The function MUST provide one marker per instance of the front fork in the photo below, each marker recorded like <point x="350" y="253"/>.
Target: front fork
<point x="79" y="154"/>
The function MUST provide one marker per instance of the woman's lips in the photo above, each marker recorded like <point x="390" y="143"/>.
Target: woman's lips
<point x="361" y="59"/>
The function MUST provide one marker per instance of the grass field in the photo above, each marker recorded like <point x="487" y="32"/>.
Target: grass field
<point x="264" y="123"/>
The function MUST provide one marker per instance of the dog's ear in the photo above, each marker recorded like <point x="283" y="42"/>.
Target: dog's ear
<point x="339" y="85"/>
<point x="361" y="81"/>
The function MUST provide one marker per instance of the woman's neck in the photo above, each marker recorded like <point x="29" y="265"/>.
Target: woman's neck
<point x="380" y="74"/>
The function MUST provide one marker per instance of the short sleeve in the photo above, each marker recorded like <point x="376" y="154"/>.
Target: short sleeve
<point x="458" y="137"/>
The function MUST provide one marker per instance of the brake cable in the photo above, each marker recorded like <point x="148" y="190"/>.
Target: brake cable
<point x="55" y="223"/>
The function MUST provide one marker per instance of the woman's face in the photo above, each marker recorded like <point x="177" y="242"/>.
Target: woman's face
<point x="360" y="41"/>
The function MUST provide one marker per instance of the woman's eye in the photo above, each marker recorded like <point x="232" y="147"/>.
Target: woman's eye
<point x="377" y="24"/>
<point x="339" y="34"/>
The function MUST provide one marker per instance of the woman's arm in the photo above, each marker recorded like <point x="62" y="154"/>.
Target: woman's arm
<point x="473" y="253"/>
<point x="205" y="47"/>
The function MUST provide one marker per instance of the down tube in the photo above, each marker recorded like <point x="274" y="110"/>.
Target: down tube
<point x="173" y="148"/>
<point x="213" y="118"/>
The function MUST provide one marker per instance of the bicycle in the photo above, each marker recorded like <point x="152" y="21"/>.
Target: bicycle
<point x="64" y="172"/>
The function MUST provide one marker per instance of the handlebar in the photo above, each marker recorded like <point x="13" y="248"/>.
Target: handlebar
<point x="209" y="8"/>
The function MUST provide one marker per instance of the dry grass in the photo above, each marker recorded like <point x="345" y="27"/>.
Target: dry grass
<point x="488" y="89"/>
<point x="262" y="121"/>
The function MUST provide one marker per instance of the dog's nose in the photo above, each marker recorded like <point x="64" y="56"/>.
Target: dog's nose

□ □ □ □

> TO DO
Output all of the items above as a Markdown table with the columns Row and Text. Give each line its own numbered row and leave out blank lines.

> TASK ANSWER
| Row | Text |
|---|---|
| 1 | The function MUST provide one marker per instance of the front fork in the photo below, each marker recorded like <point x="350" y="253"/>. |
| 2 | Target: front fork |
| 3 | <point x="79" y="154"/> |
| 4 | The function MUST provide one marker per instance of the woman's lips in the photo above, each marker recorded like <point x="390" y="143"/>. |
| 5 | Target: woman's lips |
| 6 | <point x="361" y="59"/> |
| 7 | The function MUST provide one marker per instance of the grass field in the photo above, each marker recorded like <point x="487" y="32"/>. |
| 8 | Target: grass field |
| 9 | <point x="264" y="123"/> |
| 10 | The function MUST provide one marker per instance of the dog's ear in the photo above, each marker recorded like <point x="283" y="42"/>. |
| 11 | Target: dog's ear |
| 12 | <point x="339" y="85"/> |
| 13 | <point x="361" y="81"/> |
| 14 | The function MUST provide one marker per instance of the woman's neck in the photo above, each marker recorded like <point x="29" y="265"/>. |
| 15 | Target: woman's neck |
| 16 | <point x="380" y="74"/> |
| 17 | The function MUST provide one marker per instance of the short sleeve in the photo above, each marker recorded like <point x="376" y="154"/>. |
| 18 | Target: short sleeve |
| 19 | <point x="458" y="137"/> |
| 20 | The function MUST provide one marker per instance of the brake cable in the photo above, each marker recorded like <point x="148" y="190"/>. |
| 21 | Target: brake cable |
| 22 | <point x="55" y="223"/> |
| 23 | The function MUST provide one marker per instance of the woman's face in the photo above, each marker recorded like <point x="177" y="242"/>. |
| 24 | Target: woman's face |
| 25 | <point x="360" y="41"/> |
| 26 | The function MUST provide one marker per instance of the woman's eye in the photo above, each marker recorded like <point x="232" y="147"/>. |
| 27 | Target: woman's eye |
| 28 | <point x="377" y="24"/> |
| 29 | <point x="339" y="34"/> |
| 30 | The function MUST provide one marker per instance of the woman's arm in the photo above, each marker recorded like <point x="62" y="154"/>. |
| 31 | Target: woman's arm |
| 32 | <point x="473" y="253"/> |
| 33 | <point x="205" y="47"/> |
| 34 | The function MUST provide one marker per instance of the down tube in the photo above, each marker recorded like <point x="274" y="110"/>. |
| 35 | Target: down tube |
| 36 | <point x="173" y="148"/> |
| 37 | <point x="213" y="118"/> |
| 38 | The function MUST provide one marker per instance of the bicycle in the photo above, each marker recorded like <point x="152" y="21"/>. |
| 39 | Target: bicycle |
| 40 | <point x="64" y="172"/> |
| 41 | The function MUST provide one marker per instance of the handlebar in the photo above, each marker recorded like <point x="13" y="248"/>. |
| 42 | Target: handlebar |
| 43 | <point x="209" y="8"/> |
| 44 | The function MUST provide one marker per instance of the dry grass in the photo above, each marker recorded like <point x="345" y="27"/>. |
| 45 | Target: dry grass |
| 46 | <point x="488" y="89"/> |
| 47 | <point x="262" y="121"/> |
| 48 | The function MUST provide one marker per instance of the dog's nose in the photo above, each marker recorded like <point x="64" y="56"/>. |
| 49 | Target: dog's nose |